• **Task brief**:
Word for word, transcribe the data below from the line with "Exercise. Point out the pale" to the line with "Exercise. Point out the vegetation", keeping both of those lines.
━━ Records to process ━━
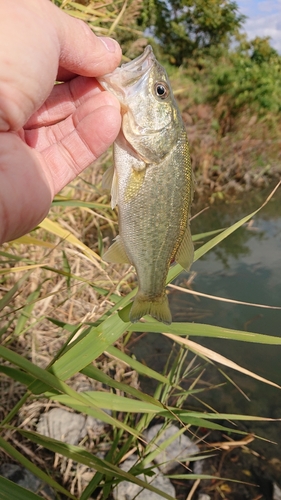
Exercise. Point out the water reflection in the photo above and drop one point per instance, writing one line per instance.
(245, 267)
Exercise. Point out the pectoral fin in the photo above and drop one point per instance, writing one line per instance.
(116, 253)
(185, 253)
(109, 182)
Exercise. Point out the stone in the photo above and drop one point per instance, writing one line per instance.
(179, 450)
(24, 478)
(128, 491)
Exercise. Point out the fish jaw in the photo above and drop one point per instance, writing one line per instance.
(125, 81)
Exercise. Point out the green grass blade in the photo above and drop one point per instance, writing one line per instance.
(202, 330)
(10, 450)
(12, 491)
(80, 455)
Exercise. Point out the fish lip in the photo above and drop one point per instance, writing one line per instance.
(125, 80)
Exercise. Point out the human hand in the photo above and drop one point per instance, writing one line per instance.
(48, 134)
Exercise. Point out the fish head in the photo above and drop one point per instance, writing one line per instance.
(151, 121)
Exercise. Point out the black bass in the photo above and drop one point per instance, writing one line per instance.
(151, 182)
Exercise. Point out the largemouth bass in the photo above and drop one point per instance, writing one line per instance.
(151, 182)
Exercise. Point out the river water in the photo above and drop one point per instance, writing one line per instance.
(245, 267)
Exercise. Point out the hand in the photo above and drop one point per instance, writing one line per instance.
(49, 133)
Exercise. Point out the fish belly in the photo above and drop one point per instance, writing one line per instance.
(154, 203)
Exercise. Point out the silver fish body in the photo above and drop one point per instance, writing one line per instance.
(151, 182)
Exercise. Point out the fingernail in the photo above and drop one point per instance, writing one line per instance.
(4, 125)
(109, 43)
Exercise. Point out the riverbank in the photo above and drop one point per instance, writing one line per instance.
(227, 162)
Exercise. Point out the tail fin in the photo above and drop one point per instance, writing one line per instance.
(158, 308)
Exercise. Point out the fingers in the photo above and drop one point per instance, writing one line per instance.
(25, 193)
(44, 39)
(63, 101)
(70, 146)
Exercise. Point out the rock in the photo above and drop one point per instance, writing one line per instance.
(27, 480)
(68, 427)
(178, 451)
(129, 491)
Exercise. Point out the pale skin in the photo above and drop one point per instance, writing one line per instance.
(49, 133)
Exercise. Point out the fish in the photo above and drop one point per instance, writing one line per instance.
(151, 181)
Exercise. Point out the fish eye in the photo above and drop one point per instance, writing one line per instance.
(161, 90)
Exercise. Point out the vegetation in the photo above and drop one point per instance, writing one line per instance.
━━━
━━ Records to process ━━
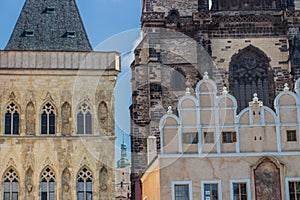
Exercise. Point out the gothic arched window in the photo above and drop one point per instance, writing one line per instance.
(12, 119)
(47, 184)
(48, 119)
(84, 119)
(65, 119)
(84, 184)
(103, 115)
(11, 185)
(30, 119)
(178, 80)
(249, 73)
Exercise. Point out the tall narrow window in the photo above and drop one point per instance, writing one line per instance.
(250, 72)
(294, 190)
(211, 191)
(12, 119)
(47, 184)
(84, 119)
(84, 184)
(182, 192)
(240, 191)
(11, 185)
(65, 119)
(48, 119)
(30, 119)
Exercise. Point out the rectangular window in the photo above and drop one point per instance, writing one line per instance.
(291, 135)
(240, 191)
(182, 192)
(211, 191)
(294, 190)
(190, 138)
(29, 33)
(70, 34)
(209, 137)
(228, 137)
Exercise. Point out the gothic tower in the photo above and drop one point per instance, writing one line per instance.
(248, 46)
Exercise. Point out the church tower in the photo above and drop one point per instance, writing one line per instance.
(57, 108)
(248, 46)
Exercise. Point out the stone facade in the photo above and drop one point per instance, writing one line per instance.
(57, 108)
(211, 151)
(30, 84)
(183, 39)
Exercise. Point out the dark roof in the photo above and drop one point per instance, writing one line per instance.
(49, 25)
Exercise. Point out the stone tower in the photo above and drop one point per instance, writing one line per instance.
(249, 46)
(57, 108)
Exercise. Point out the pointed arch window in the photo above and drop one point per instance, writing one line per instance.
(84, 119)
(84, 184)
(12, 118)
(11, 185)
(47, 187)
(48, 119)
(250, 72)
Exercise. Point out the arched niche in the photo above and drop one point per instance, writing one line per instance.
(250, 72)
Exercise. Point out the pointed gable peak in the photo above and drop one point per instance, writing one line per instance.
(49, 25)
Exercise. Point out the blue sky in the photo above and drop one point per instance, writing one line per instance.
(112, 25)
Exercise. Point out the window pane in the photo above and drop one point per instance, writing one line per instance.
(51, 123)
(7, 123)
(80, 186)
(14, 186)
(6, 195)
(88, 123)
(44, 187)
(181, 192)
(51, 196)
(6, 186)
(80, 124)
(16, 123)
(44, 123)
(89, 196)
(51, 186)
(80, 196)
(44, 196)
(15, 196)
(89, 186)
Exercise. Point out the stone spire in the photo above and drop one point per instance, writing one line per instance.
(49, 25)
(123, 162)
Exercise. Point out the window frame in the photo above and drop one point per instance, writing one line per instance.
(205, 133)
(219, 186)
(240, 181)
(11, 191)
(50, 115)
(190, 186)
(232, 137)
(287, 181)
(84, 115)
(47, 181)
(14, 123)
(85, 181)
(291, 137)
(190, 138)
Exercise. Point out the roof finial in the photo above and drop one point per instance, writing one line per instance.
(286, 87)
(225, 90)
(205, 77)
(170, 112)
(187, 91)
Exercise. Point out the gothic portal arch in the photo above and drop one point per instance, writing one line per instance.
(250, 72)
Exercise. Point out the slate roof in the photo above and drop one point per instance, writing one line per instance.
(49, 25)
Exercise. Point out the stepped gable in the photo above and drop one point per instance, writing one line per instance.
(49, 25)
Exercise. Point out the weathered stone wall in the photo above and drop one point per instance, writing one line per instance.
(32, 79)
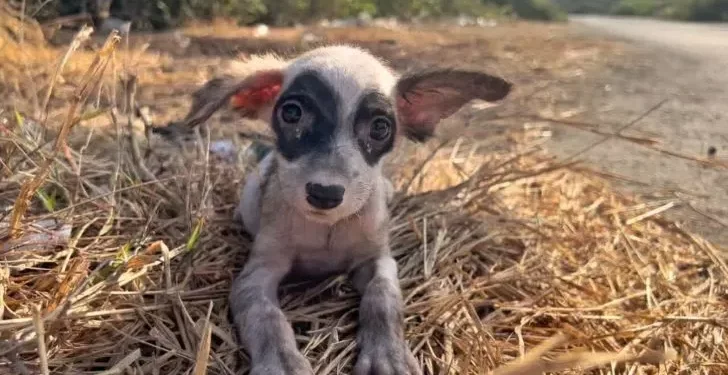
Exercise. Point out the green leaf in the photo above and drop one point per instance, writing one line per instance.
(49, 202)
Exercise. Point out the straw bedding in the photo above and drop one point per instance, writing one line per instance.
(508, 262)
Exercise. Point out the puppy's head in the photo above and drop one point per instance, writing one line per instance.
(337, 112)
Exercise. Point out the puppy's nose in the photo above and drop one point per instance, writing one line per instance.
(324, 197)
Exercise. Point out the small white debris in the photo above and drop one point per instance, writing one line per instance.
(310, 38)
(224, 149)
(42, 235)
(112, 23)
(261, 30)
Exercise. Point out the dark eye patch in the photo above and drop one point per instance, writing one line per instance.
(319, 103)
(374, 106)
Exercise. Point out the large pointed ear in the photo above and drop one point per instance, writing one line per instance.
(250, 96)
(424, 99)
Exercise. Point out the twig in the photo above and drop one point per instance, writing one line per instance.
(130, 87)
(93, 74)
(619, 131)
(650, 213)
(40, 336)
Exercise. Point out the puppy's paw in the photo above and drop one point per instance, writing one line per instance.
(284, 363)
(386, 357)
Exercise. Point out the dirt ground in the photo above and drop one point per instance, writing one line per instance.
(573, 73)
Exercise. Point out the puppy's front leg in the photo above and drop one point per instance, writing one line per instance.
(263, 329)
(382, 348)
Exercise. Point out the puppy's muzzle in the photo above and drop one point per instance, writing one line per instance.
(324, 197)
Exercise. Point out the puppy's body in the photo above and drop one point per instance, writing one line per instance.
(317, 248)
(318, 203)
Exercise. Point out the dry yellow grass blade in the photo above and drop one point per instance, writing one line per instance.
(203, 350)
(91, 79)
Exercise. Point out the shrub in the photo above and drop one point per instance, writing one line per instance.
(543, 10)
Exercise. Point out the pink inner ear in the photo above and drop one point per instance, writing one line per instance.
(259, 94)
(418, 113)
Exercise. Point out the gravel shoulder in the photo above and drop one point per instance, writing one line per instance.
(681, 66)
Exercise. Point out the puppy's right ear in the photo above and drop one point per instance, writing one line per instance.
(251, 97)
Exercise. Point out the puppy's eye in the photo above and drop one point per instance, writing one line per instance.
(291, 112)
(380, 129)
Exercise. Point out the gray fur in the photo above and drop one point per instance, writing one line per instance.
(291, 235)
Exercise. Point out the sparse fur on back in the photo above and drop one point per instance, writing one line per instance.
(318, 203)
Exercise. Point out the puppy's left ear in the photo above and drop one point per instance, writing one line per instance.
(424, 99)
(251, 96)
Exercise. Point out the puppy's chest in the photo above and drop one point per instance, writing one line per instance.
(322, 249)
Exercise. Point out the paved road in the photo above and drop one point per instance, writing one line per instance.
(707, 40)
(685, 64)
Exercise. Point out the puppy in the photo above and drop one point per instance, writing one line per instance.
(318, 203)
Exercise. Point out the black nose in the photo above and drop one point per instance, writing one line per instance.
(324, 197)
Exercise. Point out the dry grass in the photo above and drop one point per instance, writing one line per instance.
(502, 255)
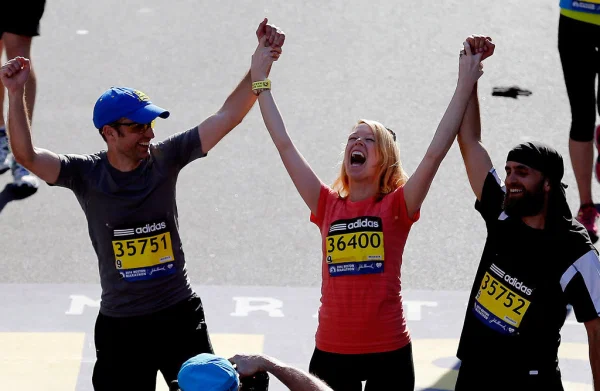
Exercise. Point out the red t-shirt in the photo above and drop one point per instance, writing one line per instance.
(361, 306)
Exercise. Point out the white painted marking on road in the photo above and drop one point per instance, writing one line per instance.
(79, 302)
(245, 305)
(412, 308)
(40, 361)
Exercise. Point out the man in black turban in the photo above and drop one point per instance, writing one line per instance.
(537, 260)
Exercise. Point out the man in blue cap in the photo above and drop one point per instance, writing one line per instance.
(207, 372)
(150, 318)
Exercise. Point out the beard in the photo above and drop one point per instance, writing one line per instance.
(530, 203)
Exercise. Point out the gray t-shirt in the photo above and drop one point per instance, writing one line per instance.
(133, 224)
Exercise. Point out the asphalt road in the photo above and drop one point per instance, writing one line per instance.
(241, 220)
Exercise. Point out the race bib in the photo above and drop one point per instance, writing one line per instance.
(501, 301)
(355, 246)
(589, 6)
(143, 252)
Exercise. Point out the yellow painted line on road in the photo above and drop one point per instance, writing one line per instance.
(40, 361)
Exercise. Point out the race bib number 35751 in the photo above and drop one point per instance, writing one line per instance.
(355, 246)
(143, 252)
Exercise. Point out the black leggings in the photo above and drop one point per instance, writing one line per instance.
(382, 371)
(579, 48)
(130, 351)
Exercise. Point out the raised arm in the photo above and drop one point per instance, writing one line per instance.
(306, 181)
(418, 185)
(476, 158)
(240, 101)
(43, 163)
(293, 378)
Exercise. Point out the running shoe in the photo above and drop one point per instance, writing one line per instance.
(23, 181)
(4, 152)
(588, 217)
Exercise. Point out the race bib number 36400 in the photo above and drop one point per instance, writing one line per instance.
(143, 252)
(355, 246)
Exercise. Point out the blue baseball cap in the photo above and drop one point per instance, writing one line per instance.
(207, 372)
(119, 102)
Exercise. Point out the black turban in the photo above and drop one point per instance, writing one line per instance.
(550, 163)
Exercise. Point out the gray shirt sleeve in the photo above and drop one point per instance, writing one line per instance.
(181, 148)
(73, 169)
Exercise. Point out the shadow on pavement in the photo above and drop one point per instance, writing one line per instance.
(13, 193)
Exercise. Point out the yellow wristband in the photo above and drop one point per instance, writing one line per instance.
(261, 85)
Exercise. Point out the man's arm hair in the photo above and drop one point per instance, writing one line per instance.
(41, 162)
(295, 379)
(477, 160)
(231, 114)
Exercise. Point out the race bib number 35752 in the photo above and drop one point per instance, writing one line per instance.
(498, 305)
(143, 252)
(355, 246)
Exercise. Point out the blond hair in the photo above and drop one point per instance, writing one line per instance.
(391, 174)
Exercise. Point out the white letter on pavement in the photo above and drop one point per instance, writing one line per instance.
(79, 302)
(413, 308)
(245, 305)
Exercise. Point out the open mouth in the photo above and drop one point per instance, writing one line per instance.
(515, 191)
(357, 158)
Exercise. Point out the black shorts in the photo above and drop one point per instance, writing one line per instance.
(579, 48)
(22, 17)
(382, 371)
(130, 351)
━━━
━━ Records to process ━━
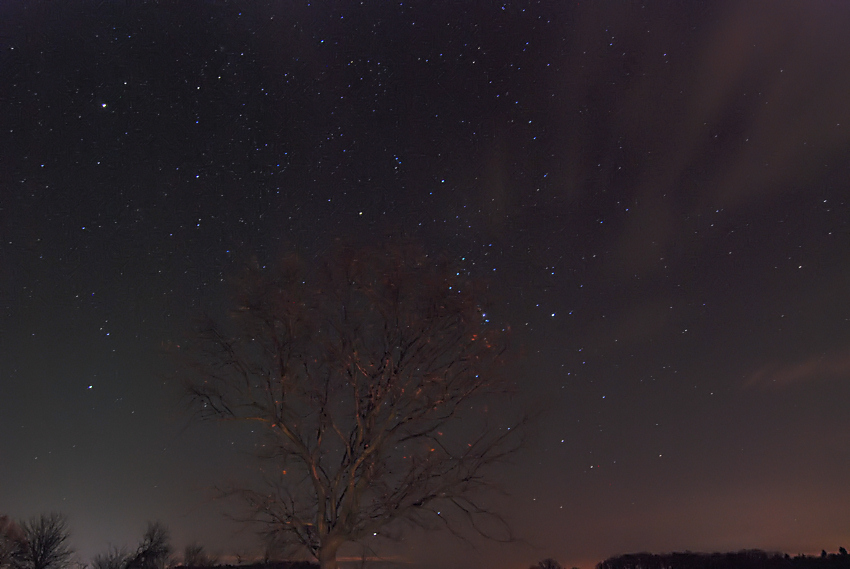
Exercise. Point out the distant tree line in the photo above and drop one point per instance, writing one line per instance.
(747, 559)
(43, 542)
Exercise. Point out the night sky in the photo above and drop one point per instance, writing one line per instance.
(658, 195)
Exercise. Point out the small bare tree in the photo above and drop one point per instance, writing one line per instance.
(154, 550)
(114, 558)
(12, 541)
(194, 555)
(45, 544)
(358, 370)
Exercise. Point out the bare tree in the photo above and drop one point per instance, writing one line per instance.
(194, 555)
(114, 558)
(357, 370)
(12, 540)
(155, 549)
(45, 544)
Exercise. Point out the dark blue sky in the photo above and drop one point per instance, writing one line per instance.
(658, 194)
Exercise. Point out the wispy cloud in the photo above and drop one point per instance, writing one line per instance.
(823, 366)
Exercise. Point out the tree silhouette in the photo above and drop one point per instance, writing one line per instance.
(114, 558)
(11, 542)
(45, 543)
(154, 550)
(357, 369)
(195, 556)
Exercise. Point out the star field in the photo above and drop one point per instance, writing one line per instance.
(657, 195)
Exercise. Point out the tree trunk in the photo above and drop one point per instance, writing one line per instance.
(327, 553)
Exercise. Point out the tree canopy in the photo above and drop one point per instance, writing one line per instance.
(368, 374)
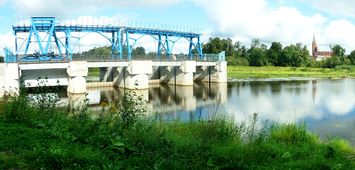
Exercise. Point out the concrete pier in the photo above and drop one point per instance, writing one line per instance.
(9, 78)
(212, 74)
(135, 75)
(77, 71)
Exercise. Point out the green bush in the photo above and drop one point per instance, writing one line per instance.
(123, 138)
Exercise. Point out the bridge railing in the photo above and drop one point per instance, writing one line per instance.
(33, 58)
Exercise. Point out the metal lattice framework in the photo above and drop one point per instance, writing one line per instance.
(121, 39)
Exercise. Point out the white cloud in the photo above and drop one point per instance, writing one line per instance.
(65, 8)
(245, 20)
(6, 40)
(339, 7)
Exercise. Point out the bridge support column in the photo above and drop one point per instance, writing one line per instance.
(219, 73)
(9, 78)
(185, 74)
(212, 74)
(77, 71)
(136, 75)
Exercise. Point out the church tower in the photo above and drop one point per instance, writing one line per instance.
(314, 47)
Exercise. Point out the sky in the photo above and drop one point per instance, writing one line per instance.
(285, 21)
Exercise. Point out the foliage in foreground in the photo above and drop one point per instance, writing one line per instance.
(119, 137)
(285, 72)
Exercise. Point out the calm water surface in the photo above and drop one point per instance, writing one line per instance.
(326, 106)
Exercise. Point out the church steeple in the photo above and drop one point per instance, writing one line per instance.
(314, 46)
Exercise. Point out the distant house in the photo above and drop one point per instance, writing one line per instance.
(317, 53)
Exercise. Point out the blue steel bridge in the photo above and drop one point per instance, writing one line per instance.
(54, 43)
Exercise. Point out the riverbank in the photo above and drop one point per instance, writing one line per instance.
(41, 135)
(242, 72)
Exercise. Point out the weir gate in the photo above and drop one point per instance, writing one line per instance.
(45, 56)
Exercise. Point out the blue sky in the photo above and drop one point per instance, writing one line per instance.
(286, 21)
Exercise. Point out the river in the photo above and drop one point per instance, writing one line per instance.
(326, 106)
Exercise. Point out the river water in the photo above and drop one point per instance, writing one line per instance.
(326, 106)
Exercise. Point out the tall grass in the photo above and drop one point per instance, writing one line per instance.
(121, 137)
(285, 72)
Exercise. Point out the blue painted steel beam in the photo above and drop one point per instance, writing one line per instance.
━━━
• **Exercise response**:
Exercise. Point out the pale skin in the photo above and drop one point per instance, writing one line per instance.
(49, 133)
Exercise. Point out the fish in the photo above and drop one point per instance, writing one line per instance.
(151, 181)
Exercise. Point out the fish eye in the photo above and drop one point per instance, writing one line per instance.
(161, 90)
Exercise. Point out the vegetation in the photo above and drop one point per instance, writing one line per instance.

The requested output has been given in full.